Reading text
** BEGIN **

Iperf Bandwidth Performance
The iperf benchmark were performed with the default configuration with the command at client side:
iperf -c 192.168.2.1
With general optimizations mentioned in Section tuning, QLOGIC QLE8442 and delivers the best performance, cx311a from Mellanox and exanicx2 are slightly left behind while Chelsio T420-LL-CR gave the worst performance.
To be noted that the performance from exanicx2 NIC was obtained by using the exasock tools provided by Exanic.
Sockperf UDP Latency Performance
The sockperf benchmark were performed with parameters
-t 5 -m 12 which set the running time for benchmark to be 5 seconds and the message size to be 12 bytes with the command from client side:
sockperf pp -i 192.168.2.2 -t 5 -m 12.
Please note that in order to achieve the optimised latency of EXANIC X2 card as suggested by the official documents, the exasock tool was used and the process was pinned to CPU core 12 such as:
exasock taskset -c 12 sockperf pp -i 192.168.0.1 -t 5 -m 12
With the help of exasock tool, the card exanix2 achieved the best performance in latency while cx311a from Mellanox and Solarflare are slightly left behind.
IMB MPI Performance
The MPI benchmark was launched using command:
mpirun -n 2 -host 192.168.2.1,192.168.2.2 --npernode 1 --allow-run-as-root IMB-MPI1 pingpong
Pingpong: a single message is sent between two MPI processes.
The network card Chelsio-T420 gives the best overall performance for both small and large messages. For messages less than 4Kbytes, Exanic x2 gives second best performance while when the message becomes larger Solarflare 7322 and QLE8442 start to perform better.

** END **

Objectives
- a) In the network card benchmark text, duplicate the passage starting at "Iperf Bandwidth Performance" and ending at "-t 5 -m 12.".
- b) According to the network card benchmark text, why was the exasock tool used and the process pinned to CPU core 12 when measuring the latency of the Exanic X2 card? Answer in one to three sentences.

Source excerpt
** BEGIN **

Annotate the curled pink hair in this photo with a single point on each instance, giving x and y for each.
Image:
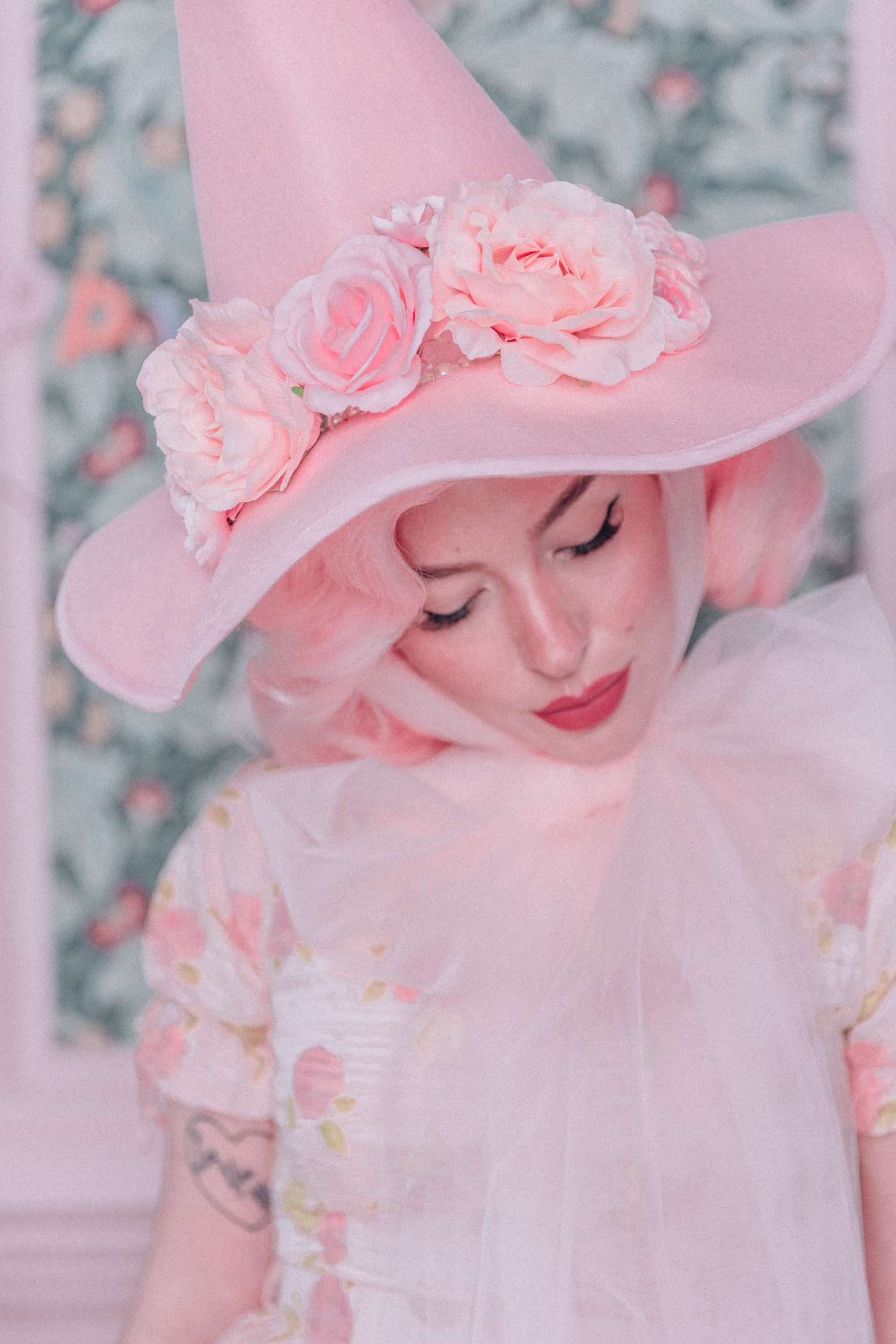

** END **

The answers
- a)
Iperf Bandwidth Performance
The iperf benchmark were performed with the default configuration with the command at client side:
iperf -c 192.168.2.1
With general optimizations mentioned in Section tuning, QLOGIC QLE8442 and delivers the best performance, cx311a from Mellanox and exanicx2 are slightly left behind while Chelsio T420-LL-CR gave the worst performance.
To be noted that the performance from exanicx2 NIC was obtained by using the exasock tools provided by Exanic.
Sockperf UDP Latency Performance
The sockperf benchmark were performed with parameters
-t 5 -m 12 which set the running time for benchmark to be 5 seconds and the message size to be 12 bytes with the command from client side:
sockperf pp -i 192.168.2.2 -t 5 -m 12.

- b) These steps were taken to achieve the optimized latency of the Exanic X2 card, as the official documents suggest.